Actions to take
a - Answer these questions about the profile of Galdino Claro:
(i) How many years of global executive leadership experience did Claro bring to Sims Metal Management Ltd.?
(ii) In which country did Claro get his start as a mechanical engineer?
(iii) What does the abbreviation P&L stand for?
b - Reproduce the part of the Galdino Claro profile that opens with the words containing "Sims Metal Management" and closes with "he is today.".
c - According to the Galdino Claro profile, what areas did Claro move into after starting as a mechanical engineer and before taking responsibility for a P&L division? List them all.

Provided text
——————————

Sims Metal Management Ltd. CEO and Managing Director Galdino Claro brought more than 30 years of global executive leadership experience in the worldwide metals industry when he joined the company two years ago. Getting his start as a mechanical engineer in Brazil and working his way up the ladder holding different positions throughout the world helped shape Claro into the leader he is today.
“As our careers challenge us with situations put in front of us we develop a different perspective in our minds,” Claro explains. “We learn from that practical process and incorporate those experiences into the way we do business; it becomes our business model, our tool box … I started as a mechanical engineer, moved into the quality control department, new product development, sales and marketing, plant management, small and large, before taking responsibility for a profit and loss (P&L) division. I believe my success on managing my first P&L came from the very good exposure to many different functions in business I had before that point. I think the fact I gave myself enough time to learn and have a good understanding of all business processes and functions and how they are interconnected was extremely important on creating a solid foundation to success.”

——————————

(Dataset rows on where objects appear)
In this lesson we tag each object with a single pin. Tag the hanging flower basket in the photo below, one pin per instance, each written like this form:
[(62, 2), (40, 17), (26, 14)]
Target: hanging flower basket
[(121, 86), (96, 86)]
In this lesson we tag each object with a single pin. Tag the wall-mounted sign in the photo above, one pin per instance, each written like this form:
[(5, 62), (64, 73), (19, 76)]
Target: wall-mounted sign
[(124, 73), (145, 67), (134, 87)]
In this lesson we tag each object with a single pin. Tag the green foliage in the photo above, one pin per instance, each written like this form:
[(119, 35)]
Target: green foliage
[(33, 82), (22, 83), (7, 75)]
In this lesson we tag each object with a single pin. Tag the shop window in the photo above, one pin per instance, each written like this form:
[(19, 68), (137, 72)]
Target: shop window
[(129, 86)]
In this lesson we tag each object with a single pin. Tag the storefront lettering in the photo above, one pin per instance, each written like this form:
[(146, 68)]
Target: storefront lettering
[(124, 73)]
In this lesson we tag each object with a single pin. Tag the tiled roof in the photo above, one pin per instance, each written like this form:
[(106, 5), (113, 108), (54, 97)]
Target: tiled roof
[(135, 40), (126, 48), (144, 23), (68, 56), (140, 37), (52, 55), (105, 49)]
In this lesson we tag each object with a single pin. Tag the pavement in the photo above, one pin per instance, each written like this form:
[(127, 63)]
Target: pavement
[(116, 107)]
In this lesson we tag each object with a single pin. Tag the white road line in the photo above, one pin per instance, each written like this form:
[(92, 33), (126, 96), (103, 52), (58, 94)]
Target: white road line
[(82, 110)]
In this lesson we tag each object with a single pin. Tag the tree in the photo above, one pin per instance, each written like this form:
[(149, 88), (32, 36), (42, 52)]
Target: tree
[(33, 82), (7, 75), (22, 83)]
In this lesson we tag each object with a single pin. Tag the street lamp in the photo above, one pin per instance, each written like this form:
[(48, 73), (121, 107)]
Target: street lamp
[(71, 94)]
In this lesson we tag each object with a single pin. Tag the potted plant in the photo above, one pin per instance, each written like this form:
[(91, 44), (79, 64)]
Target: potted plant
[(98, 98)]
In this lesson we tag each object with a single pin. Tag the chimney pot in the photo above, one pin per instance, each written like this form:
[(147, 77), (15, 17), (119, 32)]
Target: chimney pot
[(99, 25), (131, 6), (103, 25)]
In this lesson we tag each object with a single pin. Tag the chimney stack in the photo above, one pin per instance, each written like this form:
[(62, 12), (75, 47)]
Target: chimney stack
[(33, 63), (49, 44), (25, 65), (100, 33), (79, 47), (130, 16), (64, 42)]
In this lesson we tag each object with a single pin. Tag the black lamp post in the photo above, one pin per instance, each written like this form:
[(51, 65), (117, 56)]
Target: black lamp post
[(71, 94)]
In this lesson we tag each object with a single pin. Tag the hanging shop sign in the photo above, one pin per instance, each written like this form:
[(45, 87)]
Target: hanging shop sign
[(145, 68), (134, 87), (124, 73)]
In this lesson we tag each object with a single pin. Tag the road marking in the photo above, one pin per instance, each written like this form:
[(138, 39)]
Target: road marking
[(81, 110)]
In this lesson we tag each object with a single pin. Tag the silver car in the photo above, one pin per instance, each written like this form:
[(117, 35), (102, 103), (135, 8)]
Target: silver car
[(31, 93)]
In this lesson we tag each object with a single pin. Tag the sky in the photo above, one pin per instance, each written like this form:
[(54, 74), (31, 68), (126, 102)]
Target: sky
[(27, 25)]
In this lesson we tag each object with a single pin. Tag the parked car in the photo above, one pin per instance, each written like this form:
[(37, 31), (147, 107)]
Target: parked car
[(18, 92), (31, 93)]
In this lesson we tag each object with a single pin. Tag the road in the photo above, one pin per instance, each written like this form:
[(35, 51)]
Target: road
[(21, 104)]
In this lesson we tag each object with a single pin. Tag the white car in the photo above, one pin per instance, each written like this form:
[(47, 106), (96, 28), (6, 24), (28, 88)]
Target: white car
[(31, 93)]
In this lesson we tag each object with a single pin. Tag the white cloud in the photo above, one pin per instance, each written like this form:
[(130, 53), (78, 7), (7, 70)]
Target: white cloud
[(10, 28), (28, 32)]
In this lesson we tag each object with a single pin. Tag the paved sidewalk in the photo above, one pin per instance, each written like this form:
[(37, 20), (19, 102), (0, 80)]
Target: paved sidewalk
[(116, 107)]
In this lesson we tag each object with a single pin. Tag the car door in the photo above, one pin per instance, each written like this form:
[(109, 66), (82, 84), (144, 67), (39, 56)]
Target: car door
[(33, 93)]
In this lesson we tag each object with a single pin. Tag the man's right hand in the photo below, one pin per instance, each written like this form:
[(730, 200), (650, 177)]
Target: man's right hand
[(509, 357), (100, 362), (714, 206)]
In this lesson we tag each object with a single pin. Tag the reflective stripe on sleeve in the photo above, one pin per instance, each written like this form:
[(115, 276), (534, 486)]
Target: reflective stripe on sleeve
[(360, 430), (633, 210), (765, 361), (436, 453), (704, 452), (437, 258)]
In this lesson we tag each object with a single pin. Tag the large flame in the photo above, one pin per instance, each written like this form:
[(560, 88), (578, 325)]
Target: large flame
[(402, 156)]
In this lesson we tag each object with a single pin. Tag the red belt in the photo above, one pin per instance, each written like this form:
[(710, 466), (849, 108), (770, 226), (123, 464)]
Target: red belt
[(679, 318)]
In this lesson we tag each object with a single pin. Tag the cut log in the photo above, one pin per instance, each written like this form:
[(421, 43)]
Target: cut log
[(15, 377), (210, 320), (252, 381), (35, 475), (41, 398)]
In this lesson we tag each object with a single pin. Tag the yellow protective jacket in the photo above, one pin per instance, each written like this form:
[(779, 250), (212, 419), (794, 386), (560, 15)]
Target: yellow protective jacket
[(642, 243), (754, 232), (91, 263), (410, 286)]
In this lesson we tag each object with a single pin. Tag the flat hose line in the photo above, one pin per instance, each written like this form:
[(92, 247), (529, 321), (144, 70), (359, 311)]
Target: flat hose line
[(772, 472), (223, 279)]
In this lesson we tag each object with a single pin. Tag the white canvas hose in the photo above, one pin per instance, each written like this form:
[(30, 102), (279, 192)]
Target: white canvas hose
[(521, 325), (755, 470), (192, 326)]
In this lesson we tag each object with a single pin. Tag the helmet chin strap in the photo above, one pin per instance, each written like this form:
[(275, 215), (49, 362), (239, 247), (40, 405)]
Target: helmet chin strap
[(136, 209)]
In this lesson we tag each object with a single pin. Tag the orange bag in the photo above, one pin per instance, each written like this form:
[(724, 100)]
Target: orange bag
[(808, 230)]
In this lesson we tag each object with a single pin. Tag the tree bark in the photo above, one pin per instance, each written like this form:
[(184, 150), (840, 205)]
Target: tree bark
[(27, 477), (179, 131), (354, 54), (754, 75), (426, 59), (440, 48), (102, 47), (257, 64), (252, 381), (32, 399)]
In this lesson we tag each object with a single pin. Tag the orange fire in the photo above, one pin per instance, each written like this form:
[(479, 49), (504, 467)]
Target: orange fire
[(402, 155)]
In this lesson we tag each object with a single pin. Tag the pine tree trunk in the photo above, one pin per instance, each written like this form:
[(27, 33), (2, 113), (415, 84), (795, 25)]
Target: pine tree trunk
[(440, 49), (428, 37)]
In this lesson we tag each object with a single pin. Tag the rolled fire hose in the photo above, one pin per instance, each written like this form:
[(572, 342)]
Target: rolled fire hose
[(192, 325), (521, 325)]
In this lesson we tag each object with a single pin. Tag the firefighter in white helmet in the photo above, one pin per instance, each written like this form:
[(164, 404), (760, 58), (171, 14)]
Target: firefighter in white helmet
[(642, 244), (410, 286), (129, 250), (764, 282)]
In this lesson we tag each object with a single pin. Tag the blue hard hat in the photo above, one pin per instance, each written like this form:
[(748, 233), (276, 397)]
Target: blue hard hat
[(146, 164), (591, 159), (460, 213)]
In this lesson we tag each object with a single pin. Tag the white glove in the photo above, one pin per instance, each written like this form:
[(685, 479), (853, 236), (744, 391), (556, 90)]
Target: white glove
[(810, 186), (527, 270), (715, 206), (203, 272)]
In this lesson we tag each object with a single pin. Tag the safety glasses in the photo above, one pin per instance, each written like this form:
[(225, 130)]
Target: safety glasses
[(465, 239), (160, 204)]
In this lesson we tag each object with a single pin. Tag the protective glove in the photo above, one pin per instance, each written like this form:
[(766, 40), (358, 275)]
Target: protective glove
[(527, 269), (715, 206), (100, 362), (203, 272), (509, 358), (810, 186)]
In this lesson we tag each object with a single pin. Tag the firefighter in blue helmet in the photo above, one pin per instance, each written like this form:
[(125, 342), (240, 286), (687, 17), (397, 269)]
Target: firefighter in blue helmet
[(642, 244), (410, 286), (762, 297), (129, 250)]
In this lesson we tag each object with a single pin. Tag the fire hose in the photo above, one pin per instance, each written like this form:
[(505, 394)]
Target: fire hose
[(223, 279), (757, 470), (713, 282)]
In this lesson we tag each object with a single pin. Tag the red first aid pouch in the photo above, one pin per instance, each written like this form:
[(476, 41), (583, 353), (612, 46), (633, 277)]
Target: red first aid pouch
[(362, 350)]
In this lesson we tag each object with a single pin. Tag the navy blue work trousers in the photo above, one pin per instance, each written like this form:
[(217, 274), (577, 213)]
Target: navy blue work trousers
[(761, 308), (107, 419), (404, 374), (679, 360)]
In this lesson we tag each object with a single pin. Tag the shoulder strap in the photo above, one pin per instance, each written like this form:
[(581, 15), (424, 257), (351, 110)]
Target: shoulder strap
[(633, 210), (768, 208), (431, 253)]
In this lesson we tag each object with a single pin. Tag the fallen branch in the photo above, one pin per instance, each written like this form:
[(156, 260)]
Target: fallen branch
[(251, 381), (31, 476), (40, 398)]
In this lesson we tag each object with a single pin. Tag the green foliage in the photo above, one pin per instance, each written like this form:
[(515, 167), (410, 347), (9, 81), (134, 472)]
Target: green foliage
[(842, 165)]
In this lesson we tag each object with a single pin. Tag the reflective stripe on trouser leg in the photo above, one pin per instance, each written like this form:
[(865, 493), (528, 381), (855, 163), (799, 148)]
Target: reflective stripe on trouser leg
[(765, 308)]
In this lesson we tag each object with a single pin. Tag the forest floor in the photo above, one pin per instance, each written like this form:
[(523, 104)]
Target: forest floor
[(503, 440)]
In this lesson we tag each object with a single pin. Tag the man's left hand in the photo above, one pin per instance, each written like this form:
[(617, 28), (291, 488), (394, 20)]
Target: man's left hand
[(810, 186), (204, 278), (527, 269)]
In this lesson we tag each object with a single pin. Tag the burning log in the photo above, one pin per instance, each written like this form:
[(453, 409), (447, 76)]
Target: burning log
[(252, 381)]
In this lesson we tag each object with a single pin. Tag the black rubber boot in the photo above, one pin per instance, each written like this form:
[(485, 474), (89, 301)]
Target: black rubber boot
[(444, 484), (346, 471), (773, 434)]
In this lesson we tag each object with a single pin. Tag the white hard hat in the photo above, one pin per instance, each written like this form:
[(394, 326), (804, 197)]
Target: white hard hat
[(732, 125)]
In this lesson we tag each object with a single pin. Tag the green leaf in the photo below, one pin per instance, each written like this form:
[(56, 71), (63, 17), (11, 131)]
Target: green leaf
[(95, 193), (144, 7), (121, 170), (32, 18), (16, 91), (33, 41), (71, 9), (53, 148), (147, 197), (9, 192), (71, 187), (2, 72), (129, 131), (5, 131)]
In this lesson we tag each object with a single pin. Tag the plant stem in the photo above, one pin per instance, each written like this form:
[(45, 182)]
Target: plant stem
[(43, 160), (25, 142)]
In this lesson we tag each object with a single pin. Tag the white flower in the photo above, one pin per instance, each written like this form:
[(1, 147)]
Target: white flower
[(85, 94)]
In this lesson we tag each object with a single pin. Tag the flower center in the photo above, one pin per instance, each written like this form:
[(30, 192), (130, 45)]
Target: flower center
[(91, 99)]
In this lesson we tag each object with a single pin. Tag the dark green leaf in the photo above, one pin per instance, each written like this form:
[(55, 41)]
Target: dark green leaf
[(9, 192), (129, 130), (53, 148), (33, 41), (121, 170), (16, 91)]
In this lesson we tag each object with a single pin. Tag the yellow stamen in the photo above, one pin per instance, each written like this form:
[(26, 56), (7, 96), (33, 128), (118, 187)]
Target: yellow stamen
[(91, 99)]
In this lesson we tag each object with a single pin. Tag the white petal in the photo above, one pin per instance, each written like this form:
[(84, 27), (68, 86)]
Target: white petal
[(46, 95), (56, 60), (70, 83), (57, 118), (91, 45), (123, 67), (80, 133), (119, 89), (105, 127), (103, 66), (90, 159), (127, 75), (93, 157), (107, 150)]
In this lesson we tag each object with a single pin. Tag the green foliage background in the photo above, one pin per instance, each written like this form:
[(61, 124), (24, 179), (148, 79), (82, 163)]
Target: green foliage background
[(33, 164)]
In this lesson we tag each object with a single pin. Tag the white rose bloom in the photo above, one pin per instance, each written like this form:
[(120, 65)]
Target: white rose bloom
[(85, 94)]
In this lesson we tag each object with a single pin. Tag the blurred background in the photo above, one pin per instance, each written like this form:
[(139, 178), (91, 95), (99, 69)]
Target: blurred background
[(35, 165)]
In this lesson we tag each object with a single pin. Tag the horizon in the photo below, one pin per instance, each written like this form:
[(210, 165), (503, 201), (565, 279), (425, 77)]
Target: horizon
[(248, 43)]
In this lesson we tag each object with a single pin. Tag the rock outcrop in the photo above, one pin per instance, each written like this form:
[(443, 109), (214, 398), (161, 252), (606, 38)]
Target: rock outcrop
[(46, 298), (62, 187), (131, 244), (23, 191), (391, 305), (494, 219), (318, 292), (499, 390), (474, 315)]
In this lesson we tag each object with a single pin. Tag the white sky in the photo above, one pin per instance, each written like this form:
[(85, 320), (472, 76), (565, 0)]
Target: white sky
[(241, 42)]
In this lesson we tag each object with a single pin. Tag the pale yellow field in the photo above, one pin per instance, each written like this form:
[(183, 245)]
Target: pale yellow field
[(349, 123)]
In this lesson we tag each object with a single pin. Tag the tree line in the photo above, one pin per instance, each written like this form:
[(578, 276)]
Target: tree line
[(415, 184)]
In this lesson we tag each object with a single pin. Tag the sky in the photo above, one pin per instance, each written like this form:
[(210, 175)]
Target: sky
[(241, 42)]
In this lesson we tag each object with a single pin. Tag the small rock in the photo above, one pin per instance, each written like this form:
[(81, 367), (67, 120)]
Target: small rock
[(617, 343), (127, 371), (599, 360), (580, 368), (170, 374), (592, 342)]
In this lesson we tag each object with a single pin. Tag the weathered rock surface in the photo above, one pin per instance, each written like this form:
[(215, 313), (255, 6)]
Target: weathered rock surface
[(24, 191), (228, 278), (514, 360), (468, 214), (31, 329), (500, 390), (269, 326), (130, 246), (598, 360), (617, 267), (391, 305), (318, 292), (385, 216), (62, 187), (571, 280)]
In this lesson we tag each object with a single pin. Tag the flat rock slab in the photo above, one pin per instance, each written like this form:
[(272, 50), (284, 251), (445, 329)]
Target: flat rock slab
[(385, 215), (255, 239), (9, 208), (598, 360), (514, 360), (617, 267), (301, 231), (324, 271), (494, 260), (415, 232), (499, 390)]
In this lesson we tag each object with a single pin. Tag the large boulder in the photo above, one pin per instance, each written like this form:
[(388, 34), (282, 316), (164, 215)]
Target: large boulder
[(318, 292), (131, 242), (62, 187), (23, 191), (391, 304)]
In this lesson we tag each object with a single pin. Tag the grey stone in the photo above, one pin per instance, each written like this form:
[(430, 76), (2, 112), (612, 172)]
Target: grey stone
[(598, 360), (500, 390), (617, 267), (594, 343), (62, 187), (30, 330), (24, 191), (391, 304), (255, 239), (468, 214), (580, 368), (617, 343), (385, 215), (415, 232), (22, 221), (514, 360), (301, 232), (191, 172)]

——————————

Answers for the exercise
a -
(i) More than 30 years
(ii) Brazil
(iii) Profit and loss

b -
Sims Metal Management Ltd. CEO and Managing Director Galdino Claro brought more than 30 years of global executive leadership experience in the worldwide metals industry when he joined the company two years ago. Getting his start as a mechanical engineer in Brazil and working his way up the ladder holding different positions throughout the world helped shape Claro into the leader he is today.

c -
- Quality control department
- New product development
- Sales and marketing
- Plant management, small and large